**WRITTEN EXERCISE**
Quote each line exactly, from the line that contains "Please segment every instance of the raised" down to the last line of the listing, and no other lines.

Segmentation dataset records

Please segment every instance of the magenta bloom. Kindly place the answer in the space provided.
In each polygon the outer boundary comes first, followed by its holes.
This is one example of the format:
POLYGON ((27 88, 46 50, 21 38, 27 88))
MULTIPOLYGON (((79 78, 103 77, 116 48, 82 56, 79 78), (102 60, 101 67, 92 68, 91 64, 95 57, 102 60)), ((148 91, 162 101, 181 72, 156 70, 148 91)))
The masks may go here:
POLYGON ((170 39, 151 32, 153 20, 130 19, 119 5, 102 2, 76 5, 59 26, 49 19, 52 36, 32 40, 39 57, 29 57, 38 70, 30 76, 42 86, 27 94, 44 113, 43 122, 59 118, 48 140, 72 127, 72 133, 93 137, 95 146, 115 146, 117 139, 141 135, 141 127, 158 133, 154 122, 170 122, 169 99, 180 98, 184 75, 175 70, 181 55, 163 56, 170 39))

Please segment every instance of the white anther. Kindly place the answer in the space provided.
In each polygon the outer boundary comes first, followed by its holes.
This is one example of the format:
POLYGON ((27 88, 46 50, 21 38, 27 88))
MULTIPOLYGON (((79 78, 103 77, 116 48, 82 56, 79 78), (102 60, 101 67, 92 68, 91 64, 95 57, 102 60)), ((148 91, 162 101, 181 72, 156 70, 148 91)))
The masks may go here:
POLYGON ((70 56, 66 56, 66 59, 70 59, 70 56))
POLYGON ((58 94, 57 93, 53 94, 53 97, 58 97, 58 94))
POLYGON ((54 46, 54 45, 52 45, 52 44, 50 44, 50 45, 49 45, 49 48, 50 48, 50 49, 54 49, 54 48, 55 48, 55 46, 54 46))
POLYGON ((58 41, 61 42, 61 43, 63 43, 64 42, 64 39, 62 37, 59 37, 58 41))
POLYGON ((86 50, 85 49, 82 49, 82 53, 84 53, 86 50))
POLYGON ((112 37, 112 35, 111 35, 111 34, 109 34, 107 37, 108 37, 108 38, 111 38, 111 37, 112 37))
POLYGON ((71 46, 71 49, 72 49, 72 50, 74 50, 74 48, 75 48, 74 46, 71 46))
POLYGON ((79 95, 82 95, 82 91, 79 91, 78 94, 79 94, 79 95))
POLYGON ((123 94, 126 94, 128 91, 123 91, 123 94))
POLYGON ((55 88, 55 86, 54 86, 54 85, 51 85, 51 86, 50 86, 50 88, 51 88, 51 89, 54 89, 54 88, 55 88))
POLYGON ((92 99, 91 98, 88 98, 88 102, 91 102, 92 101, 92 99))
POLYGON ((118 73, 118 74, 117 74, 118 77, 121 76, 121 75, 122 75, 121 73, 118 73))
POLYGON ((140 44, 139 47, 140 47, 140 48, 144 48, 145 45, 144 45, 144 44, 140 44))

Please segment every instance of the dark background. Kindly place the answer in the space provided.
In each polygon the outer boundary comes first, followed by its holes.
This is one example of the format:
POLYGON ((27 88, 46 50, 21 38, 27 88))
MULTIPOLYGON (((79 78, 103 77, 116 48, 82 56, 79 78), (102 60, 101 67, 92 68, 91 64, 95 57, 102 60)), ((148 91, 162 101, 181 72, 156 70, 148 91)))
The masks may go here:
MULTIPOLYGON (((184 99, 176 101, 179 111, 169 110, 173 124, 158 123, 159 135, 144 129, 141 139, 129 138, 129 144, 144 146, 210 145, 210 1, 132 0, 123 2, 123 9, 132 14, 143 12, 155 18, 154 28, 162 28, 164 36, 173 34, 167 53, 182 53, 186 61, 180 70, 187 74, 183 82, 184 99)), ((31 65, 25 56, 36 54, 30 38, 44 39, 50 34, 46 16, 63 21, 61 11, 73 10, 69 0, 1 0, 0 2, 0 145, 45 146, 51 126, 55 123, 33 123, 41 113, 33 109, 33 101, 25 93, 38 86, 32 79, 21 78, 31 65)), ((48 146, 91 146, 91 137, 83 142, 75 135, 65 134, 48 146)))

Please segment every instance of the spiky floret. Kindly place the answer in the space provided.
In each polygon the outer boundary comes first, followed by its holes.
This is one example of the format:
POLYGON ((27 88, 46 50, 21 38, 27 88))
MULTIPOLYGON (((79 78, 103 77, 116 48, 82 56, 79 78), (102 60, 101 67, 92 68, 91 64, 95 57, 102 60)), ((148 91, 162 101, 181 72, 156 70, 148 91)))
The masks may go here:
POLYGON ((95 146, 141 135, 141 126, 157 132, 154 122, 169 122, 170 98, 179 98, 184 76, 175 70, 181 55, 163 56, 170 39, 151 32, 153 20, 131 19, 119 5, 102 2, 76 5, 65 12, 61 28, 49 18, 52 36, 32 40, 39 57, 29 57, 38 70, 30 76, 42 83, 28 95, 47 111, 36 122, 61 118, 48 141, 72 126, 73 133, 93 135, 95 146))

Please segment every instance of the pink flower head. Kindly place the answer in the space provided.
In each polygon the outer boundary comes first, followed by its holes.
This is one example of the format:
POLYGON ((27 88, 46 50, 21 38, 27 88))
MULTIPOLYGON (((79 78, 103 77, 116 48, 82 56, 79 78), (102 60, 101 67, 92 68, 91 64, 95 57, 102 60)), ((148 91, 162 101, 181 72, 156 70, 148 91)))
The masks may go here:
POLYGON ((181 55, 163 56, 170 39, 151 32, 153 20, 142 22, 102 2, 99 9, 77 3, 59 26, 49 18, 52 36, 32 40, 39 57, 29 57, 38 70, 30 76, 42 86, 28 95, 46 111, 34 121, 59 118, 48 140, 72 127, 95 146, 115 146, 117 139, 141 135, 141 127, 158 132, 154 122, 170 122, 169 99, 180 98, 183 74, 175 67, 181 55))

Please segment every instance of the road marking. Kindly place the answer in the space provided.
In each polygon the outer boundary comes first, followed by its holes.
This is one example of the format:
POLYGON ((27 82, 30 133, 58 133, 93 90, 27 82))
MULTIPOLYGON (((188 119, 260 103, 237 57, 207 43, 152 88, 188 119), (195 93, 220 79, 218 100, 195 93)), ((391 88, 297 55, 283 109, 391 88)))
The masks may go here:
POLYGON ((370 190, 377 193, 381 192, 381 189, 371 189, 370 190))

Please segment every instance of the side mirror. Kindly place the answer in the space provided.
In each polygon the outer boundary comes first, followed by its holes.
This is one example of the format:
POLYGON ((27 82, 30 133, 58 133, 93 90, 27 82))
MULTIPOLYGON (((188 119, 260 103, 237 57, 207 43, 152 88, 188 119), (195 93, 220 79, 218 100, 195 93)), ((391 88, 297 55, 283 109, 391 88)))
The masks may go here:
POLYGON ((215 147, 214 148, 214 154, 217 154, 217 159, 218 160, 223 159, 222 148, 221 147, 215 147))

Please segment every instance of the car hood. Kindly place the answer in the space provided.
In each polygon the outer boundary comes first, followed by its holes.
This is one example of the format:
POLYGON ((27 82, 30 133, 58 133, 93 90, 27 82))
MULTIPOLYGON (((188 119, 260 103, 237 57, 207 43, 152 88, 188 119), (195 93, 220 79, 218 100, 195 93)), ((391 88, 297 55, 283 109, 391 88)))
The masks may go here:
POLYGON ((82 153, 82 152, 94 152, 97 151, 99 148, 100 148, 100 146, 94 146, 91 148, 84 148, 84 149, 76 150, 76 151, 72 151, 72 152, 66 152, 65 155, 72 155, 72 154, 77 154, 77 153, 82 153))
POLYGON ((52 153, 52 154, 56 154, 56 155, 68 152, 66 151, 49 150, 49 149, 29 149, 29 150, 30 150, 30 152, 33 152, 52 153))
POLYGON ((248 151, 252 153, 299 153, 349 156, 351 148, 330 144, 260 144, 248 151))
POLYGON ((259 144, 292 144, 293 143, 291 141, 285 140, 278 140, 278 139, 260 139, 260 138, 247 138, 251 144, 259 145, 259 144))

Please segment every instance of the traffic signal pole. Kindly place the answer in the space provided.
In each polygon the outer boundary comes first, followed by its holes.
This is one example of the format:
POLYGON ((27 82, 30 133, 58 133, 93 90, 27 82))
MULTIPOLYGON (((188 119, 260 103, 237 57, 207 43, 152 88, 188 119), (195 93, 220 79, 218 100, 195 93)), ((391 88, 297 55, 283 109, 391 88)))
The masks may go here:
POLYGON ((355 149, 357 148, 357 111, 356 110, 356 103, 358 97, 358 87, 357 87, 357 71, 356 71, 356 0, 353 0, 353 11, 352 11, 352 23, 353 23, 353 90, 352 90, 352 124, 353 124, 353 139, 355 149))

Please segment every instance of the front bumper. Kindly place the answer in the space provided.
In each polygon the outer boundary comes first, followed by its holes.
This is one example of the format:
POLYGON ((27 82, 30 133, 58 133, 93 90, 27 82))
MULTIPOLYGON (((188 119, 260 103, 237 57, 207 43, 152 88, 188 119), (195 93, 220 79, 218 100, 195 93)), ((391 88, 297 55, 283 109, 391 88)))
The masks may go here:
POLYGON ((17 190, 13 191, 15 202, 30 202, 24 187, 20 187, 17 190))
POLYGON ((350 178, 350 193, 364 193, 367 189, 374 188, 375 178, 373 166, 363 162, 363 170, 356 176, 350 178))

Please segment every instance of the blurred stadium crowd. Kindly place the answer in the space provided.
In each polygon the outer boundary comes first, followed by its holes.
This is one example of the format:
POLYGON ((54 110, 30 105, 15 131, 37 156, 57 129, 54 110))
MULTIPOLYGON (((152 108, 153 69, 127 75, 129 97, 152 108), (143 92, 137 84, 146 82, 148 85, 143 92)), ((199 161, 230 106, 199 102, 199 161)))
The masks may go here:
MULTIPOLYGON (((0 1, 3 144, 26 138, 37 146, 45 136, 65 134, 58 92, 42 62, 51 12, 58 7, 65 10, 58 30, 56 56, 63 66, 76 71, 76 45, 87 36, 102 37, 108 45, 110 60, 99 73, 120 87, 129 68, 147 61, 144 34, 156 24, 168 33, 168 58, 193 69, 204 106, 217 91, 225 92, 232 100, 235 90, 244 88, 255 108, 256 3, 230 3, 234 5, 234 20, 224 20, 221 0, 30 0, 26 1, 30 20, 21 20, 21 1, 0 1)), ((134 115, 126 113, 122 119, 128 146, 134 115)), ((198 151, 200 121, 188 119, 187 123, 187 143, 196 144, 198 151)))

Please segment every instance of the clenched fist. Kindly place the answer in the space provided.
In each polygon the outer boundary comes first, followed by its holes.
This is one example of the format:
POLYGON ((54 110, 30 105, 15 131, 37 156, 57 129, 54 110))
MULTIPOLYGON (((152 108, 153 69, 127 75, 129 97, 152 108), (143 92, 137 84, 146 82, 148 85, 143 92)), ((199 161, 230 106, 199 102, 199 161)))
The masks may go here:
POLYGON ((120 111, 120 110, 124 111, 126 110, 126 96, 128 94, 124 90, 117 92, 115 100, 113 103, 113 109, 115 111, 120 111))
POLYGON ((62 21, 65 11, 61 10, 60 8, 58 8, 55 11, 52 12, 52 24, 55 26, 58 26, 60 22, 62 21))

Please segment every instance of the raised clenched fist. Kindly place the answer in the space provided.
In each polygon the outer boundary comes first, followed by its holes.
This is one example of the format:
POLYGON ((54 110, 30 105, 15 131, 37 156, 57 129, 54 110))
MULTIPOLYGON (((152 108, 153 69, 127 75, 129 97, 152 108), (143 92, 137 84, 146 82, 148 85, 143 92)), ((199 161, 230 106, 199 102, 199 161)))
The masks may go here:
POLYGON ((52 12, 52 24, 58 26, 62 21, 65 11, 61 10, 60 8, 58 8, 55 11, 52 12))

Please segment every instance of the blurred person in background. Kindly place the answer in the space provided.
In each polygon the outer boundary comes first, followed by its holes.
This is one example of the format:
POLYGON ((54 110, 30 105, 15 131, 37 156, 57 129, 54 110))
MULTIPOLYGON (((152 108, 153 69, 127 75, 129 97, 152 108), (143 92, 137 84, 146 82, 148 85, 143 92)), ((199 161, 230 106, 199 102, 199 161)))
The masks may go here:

**ANSWER**
Please segment every instance of the raised clenched fist. Kindly place the answer in the space provided.
In each polygon the outer boundary comes first, followed by its holes.
This is one example of the format:
POLYGON ((54 110, 30 105, 15 131, 37 156, 57 129, 54 110))
MULTIPOLYGON (((152 108, 153 69, 127 75, 129 97, 152 108), (143 92, 137 84, 146 82, 148 85, 143 92)), ((199 161, 230 106, 199 102, 199 161)))
The masks may go here:
POLYGON ((52 12, 52 24, 58 26, 62 21, 65 11, 61 10, 60 8, 58 8, 55 11, 52 12))

Please segment every instance of the blurred person in background. Kindly place the answer in the space provided.
In each polygon the outer boundary comes first, followed by its holes.
This is one example of the format:
POLYGON ((54 110, 30 105, 15 131, 37 156, 57 129, 54 110))
MULTIPOLYGON (((152 108, 153 69, 127 75, 129 97, 152 108), (143 92, 137 84, 146 82, 148 85, 143 92)), ((199 161, 230 106, 199 102, 199 161)))
The masks may go here:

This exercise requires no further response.